• Your objective: In the text about the Medicare Part A lawsuit, how many plaintiffs did Judge Collyer find were receiving Social Security benefits?

• Provided text:
━━━━━━━━━━
Federal District court judge Rosemary Collyer of the U.S. District Court in the District of Columbia has handed down an opinion that enables a case to continue requesting enjoinment of the Social Security Administration and Department of Health and Human Services from enforcing rules making receipt of an individual's Social Security retirement benefits contingent upon enrolling in Medicare part A.

The case, Hall vs. Sebelius Civil Action No. 08-1715, was filed in October 2008. The plaintiffs are five retirees who allege that the Social Security Administration's (SSA) regulations regarding Medicare Part A, as stated in the SSA's Program Operations Manual System (POMS) are invalid and operate either to deprive Plaintiffs of their right to Social Security benefits or to force them to enroll in Medicare Part A against their will. The defendants--Kathleen Sebelius, Secretary of the Department of Health and Human Services ("HHS") and Michael J. Astrue, Commissioner of the SSA, had filed a motion to have the case dismissed.

According to Judge Collyer's opinion, three of the POMS challenged in the suit state that a Social Security claimant may withdraw from Medicare Part A by withdrawing application for monthly benefits, but may not withdraw only from Medicare Part A while retaining the monthly benefits.

The Government defendants moved to dismiss the complaint arguing that plaintiffs lack standing to pursue these claims (in other words that they had been injured), that the POMS provisions are not final agency actions as required for judicial review under the Administrative Procedure Act, and that plaintiffs failed to exhaust their administrative remedies. Judge Collyer found that three of the plaintiffs in fact were receiving Social Security benefits and wish to continue the benefits but also to opt-out of Medicare Part A. Assuming that the POMS do in fact prevent them from declining Medicare Part A as alleged, those three plaintiffs have standing for the claim.
━━━━━━━━━━
• Stored data:

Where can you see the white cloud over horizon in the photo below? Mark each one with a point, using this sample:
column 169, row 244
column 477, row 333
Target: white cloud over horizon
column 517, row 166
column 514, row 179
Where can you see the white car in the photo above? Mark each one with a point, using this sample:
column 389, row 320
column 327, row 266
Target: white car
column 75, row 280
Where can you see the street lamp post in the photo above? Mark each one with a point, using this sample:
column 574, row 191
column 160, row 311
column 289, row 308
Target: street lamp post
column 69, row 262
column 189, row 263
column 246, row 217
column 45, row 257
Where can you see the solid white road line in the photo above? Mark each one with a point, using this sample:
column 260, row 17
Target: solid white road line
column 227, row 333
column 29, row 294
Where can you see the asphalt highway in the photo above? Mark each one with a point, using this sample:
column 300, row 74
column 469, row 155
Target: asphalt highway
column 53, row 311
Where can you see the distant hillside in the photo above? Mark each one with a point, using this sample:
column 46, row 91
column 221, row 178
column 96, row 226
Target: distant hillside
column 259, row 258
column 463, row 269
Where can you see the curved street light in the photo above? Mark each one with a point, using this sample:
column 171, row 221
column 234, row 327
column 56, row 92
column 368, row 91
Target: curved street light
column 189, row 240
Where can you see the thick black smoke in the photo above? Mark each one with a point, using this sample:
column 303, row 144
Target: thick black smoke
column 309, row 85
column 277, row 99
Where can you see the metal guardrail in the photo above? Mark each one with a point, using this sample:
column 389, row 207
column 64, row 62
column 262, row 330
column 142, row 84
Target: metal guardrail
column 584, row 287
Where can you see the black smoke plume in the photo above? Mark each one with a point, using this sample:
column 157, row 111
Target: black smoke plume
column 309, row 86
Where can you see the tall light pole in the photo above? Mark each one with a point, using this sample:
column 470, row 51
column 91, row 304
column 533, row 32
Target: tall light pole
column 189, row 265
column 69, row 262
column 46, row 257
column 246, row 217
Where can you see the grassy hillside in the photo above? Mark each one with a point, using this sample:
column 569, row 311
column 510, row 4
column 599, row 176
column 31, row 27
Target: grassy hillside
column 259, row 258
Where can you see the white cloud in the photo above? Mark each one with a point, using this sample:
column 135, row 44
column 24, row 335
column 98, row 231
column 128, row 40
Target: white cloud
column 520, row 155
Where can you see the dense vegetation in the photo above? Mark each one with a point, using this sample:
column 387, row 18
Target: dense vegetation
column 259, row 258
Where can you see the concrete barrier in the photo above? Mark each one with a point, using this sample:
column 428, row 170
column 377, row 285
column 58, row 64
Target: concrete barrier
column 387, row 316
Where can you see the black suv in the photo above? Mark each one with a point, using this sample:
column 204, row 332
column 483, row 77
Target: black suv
━━━━━━━━━━
• Solution to the problem: Three of the plaintiffs.